Supplied passage:
____________

Mods/whoever: This post got a lot of traction in FemaleLevelUpStrategy previously and so I wanted to re-upload it here. I really struggled with which category to put it in. If this doesn't really go with the direction of this website, feel free to delete it or let me know and I will delete it :)
When I was just a wee pick-me starting to open her eyes, I knew that I was going to need to divorce the hairy ball sack that attached itself to me. It was scary – not because I didn’t want to be without him, I was so ready to move on with my life, but the stigma of divorce seemed to fall square on my shoulders. As a high achieving perfectionist, this felt like a “blow” I would never recover from. Hearing others stories really helped me and so I wanted to make a list for the women out there who are currently where I was. Here is the list of things I learned when divorcing a scrote.
You didn’t fail.
Read that again. And again. Marriage is not a job that you have been fired from. Marriage is not a class in which you couldn’t make grade. Marriage is a relationship between two people and if the other person isn’t holding up their end of the bargain – LEAVE. Society may tell you different so stop looking at it for validation and start looking inward. There’s definitely something to be said for “making a marriage last” but if you are on your third therapist and nothing is improving, maybe you should stop wasting your precious time on this earth and start moving on.
The name change.
I was so afraid to change my name. At my job we use last names a lot and they are part of our work emails. I was going to have to admit to everyone at worked that I FAILED (see previous point). Turns out, really, no one cares. The woman I was most embarrassed to tell – an older woman that I admired and respected – actually opened up about the fact that SHE had been divorced! It ended up deepening our bond. Trust me on this, the people that mind don’t matter and the people who matter won’t mind. No one commented except to open up about their own experiences or to apology if they accidentally used my old name.
Telling the fam.
I’m gonna be real with you guys, I chickened out on this one. I am very close with a particular aunt and my mom and I told them and then asked them to tell the extended family. I basically said to let Grandma and others know that I am going through a divorce but I am sensitive about it right now and please to not bringing it up during the upcoming holiday. Of course, some of my family are kind of jerks but it was easier to get through than I imagined. Once I ripped the bandaid off and had my cry, talking about it wasn’t a big deal anymore. Its YOUR divorce, plan it out on YOUR terms if you can.
Ahhhh! I couldn’t believe I’d have to go in front of a judge. I’m a good person! With a good record! They are going to judge me! Guess what? The judge sees divorces ALL the time. Just don’t be an a** and they will probably be grateful you aren’t a dramatic person. I made some friends wait outside while I “did the deed” so upon walking out with my ex, I was swooped away by wonderful women for a delicious dinner and a few too many drinks. Why was I so worried again?
Getting your sh*t together.
But my insurance! The car that’s in both our names! Car insurance! Cell phone plans! OMG where am I gonna live? Deep breath. One step at a time. I’m not going to lie, this isn’t all easy and it isn’t all fun. Make a list and start working on it, one item a day. You are a smart, capable adult. You’ve got this. Trust me, it is all worth it in the end.

____________

Required action 1:
Do these statements agree with the divorce post? Answer yes or no for each, quoting the words that decide it.
(a) The writer's work emails include last names.
(b) The writer personally told each member of the extended family about the divorce.
(c) After leaving court, the writer went out to dinner with friends.
Required action 2:
In the divorce post, how does the writer suggest handling insurance, phone plans and housing?
Required action 3:
Proceed with the post about lessons from divorce, starting from where it stops.

____________

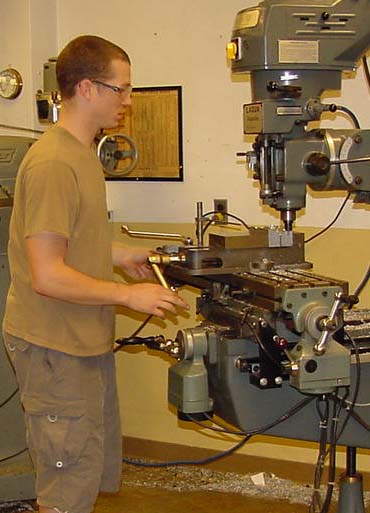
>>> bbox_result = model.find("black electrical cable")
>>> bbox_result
[0,388,19,408]
[304,192,351,244]
[122,396,315,467]
[336,105,361,130]
[353,265,370,296]
[351,410,370,431]
[309,395,330,513]
[336,333,361,443]
[202,210,249,230]
[122,435,251,467]
[320,396,339,513]
[201,396,315,436]
[113,314,153,353]
[240,315,281,367]
[362,55,370,92]
[0,447,28,463]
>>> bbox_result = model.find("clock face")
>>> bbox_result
[0,68,23,100]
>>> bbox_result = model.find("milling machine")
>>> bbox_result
[117,0,370,513]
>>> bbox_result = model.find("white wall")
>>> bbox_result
[0,0,370,228]
[0,0,370,472]
[53,0,370,228]
[0,0,57,136]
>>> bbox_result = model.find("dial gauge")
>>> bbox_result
[0,68,23,100]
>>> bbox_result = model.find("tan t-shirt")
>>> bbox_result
[3,126,114,356]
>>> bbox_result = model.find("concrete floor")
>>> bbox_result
[94,466,370,513]
[94,487,310,513]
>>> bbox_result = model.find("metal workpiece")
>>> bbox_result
[121,224,193,245]
[168,228,310,276]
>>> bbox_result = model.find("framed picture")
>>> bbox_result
[103,86,183,181]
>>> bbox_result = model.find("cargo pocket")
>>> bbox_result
[23,394,90,469]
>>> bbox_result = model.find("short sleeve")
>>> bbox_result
[23,160,80,239]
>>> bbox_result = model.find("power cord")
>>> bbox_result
[122,397,315,467]
[304,192,351,244]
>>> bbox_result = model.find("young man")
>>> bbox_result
[3,36,187,513]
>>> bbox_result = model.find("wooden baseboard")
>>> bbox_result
[123,437,370,490]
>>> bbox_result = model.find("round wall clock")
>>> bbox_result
[0,68,23,100]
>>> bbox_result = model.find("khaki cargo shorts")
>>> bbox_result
[4,333,122,513]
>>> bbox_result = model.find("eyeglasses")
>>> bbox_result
[91,80,132,97]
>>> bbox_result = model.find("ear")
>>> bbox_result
[76,78,94,100]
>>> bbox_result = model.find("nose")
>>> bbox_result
[121,94,131,107]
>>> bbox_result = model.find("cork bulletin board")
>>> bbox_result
[104,86,183,181]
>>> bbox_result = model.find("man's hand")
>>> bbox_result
[126,283,189,319]
[112,243,153,279]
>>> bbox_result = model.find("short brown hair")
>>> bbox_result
[56,35,131,99]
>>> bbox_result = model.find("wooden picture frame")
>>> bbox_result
[103,86,183,182]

____________

Written response 1:
(a) Yes: "At my job we use last names a lot and they are part of our work emails."
(b) No: "I told them and then asked them to tell the extended family."
(c) Yes: "I was swooped away by wonderful women for a delicious dinner and a few too many drinks."

Written response 2:
Make a list and work on it one item a day.

Written response 3:
Are you STILL on social media? Its 2021! Delete! Not having social media was a huge relief during this part of my life. One of my good friends kept hers throughout her divorce and was terrified of the announcement/name change (though I would ask yourself, who do you owe this announcement too?). She sat down with her sister, did the deed, and then promptly closed the computer and went out for the night. Unsurprisingly, she said no one really commented and it wasn’t as big of a deal as she thought it would be. Truly a recurring theme.
The new you list.
This is something I recommend – the moment you are thinking of a divorce, start the “new you” list. I started writing down things I had never done or hadn’t done in a long time due to my marriage. I bought bright red lipstick and wore it out. Got heels without worrying I would be “too tall.” Painted my nails a vibrant, feminine shade I’d never tried before. Tried rock climbing at a gym, did a 5k, went kayaking, met new friends, read a new book. Focus on growing that list, not reminiscing about old times. Live in the moment. Think about the future. Just for now, try not to be in the past. You can revisit it later once you and your future self are all set.
At the end of it all, I found myself with an immense amount of gratitude. Read about the history of women’s independence. Our foremothers fought hard so we can be independent and can get divorced. The old “back in my day marriage lasted” meant a lot of women in violent, loveless marriages who couldn’t get out like you can. Divorce was once such a scary concept. Now I think of it as a friend to my independence.
I know that my situation is very different than others. I had a supportive family and no children. I have talked to women whose family’s weren’t supportive and who had to deal with legal and custody issues. This is just the start of your journey – there are resources and supports out there. You probably know more people who have been through this than you realize. If you are sitting somewhere out there reading this thinking that there’s no way you can go through with it. Girl, you deserve better. You deserve happiness.